Job
Put all of the lines below into a numbered list, omitting any blank lines and leaving the pictures out.
[begin Given records]
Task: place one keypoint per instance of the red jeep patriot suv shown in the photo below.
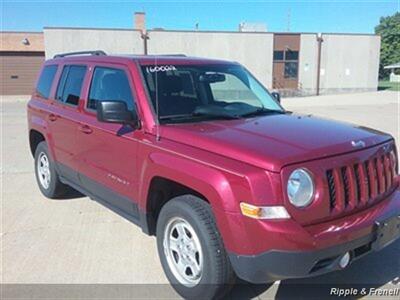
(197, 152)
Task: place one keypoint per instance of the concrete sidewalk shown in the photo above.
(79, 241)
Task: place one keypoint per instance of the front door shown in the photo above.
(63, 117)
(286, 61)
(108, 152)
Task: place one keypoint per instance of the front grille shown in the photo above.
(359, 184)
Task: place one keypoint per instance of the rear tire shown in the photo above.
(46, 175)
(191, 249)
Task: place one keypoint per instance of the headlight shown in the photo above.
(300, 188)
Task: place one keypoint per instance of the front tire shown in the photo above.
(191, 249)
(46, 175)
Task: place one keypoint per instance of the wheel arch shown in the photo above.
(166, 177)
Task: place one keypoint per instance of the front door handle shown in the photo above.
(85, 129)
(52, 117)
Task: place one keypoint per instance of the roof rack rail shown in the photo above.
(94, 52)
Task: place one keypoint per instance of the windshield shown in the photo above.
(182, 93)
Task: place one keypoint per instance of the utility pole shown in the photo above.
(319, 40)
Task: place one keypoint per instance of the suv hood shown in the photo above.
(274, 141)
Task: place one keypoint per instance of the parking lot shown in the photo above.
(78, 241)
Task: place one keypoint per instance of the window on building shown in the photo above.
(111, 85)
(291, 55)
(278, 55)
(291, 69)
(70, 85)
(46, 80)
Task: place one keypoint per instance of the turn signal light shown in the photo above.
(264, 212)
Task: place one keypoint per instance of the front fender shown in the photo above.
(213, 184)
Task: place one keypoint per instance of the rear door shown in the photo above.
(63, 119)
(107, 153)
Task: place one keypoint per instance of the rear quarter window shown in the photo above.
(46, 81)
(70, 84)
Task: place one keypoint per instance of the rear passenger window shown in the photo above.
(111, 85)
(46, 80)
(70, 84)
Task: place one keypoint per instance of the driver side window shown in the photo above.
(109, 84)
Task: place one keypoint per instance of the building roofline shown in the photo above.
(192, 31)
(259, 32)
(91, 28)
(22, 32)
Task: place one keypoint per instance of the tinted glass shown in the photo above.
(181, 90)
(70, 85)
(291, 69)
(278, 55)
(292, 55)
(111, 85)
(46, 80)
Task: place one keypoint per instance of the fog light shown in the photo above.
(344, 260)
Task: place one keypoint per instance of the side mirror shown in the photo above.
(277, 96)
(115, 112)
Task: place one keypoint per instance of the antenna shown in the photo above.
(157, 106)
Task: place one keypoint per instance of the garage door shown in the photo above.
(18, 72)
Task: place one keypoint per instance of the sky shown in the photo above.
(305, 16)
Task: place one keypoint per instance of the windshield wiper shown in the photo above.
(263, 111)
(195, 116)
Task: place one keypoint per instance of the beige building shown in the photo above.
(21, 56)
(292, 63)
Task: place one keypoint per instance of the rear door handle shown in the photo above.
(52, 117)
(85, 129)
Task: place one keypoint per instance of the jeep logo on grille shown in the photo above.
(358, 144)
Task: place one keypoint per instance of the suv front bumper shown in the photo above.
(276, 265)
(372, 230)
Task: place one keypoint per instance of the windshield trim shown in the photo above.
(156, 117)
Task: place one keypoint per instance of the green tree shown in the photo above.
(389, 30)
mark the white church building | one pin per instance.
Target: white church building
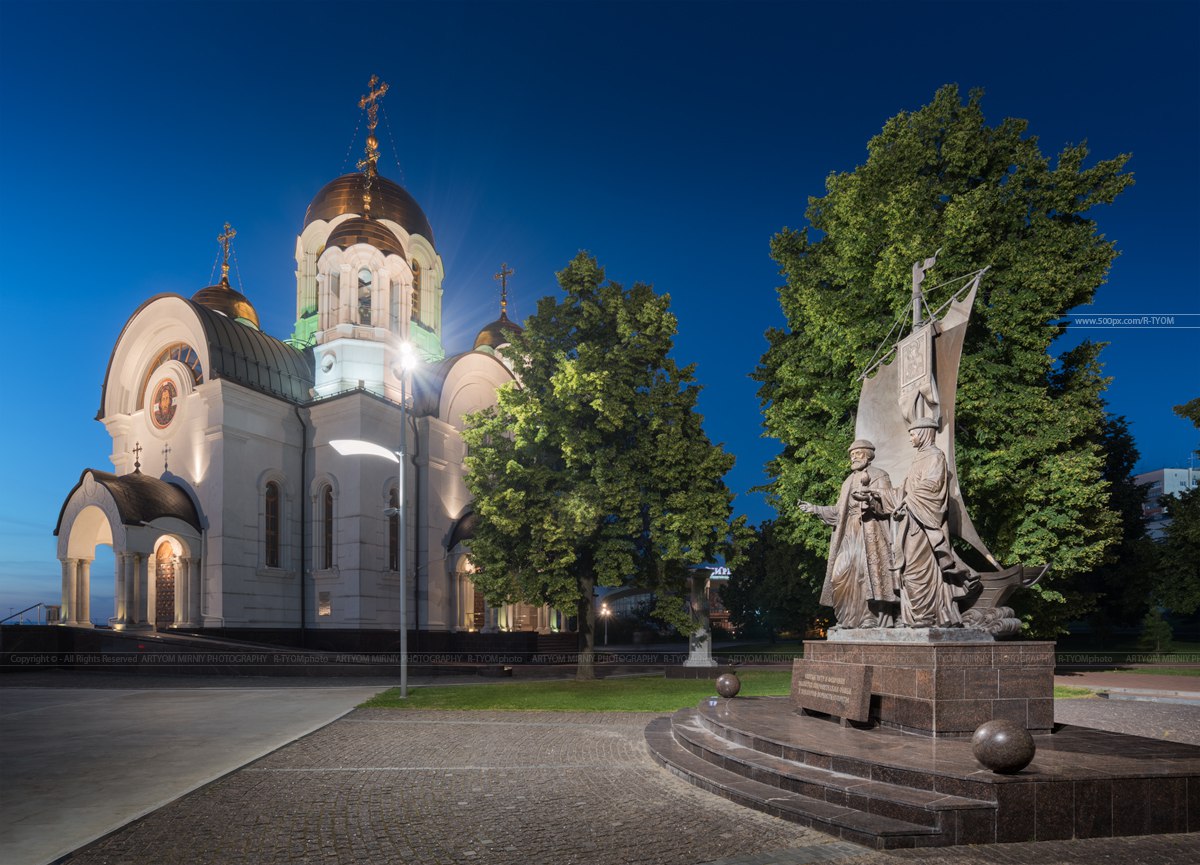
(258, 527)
[end Given records]
Written response
1. Task: place one keypoint per instance of the red jeep patriot suv shown in the photo below.
2. (197, 152)
3. Task: place one keypoint per instance of the concrete sidewalk shown in the photo above.
4. (79, 241)
5. Task: place one keypoint per instance of the front door shown in the photo above.
6. (63, 117)
7. (286, 61)
8. (108, 152)
9. Task: place one keypoint per instance of the front grille shown in the photo above.
10. (359, 184)
11. Task: place one keypoint per instance of the rear tire shown in the photo above.
12. (46, 175)
13. (191, 249)
14. Task: place one keypoint per instance of the headlight shown in the photo above.
15. (300, 188)
16. Task: place one keypoint per instance of the front tire shown in the photo above.
17. (191, 249)
18. (46, 175)
19. Task: place one keypoint per instance of the wheel arch shown in the photo above.
20. (166, 177)
21. Task: place one keypoint per instance of the front door handle shown in the photo above.
22. (85, 129)
23. (52, 117)
24. Task: place one keypoint per instance of the roof rack rail shown in the photo above.
25. (94, 52)
26. Task: place one keypoint per instance of the windshield shown in the photo above.
27. (182, 93)
28. Task: place one keypoint per instance of the utility pole shown in the photo above.
29. (319, 40)
30. Task: place one keypoint per instance of the suv hood shown in the photo above.
31. (274, 141)
32. Task: place one keypoint per instance of the parking lot shown in the photo above.
33. (78, 241)
34. Task: place one keypoint per instance of the window on building shown in the photo above.
35. (111, 85)
36. (291, 55)
37. (278, 55)
38. (291, 69)
39. (70, 85)
40. (46, 80)
41. Task: place one keypoint per instance of the turn signal light shown in the photo above.
42. (264, 212)
43. Task: place one keypoint per instance of the front fender shown in the photo above.
44. (213, 184)
45. Task: place one keypoint per instance of the rear door shown in the photo above.
46. (63, 119)
47. (107, 153)
48. Task: place one keypoint per instance of the rear quarter window shown in the photo above.
49. (46, 81)
50. (70, 84)
51. Task: place one keypoint per instance of the rear passenger window shown in the photo above.
52. (111, 85)
53. (46, 80)
54. (70, 84)
55. Task: place one keypoint per instance of the driver side window shown in the photo above.
56. (109, 84)
57. Task: place one keypoint per instance of the building roofline shown in the photo above.
58. (192, 31)
59. (259, 32)
60. (91, 28)
61. (22, 32)
62. Task: place one keypoint per instance of the tinted glass shown in the photo above.
63. (181, 90)
64. (70, 85)
65. (291, 69)
66. (278, 55)
67. (292, 55)
68. (111, 85)
69. (46, 80)
70. Task: place one keypoint per instance of the fog light shown in the photo above.
71. (344, 260)
72. Task: place one keypoint per instance of the side mirror shown in the photo above.
73. (277, 96)
74. (115, 112)
75. Task: place one keypoint per instance of the antenna shown in the photo above.
76. (157, 106)
77. Task: place one keypoint per instance of the garage door shown in the photo above.
78. (18, 72)
79. Task: place one keypoint per instance of the sky shown in the photo above.
80. (305, 16)
81. Task: place one keypoint per instance of the windshield wiper shown in the photo above.
82. (263, 111)
83. (195, 116)
84. Task: place one keypoint per instance of the beige building shown in the photo above.
85. (21, 56)
86. (292, 63)
87. Task: place one keypoint per instance of the rear door handle shown in the photo above.
88. (52, 117)
89. (85, 129)
90. Task: place one keypoint per instance of the jeep logo on grille shown in the photo above.
91. (358, 144)
92. Task: place one keypoint per instance of the suv front bumper shown in the photo above.
93. (276, 265)
94. (372, 230)
95. Task: place one keypoint per instance of the windshield trim shown in the photo above.
96. (156, 117)
97. Task: place one keypoint per instance of the green tree shown in the photo above.
98. (389, 30)
99. mark the white church building | one pin per instance.
100. Target: white church building
101. (258, 527)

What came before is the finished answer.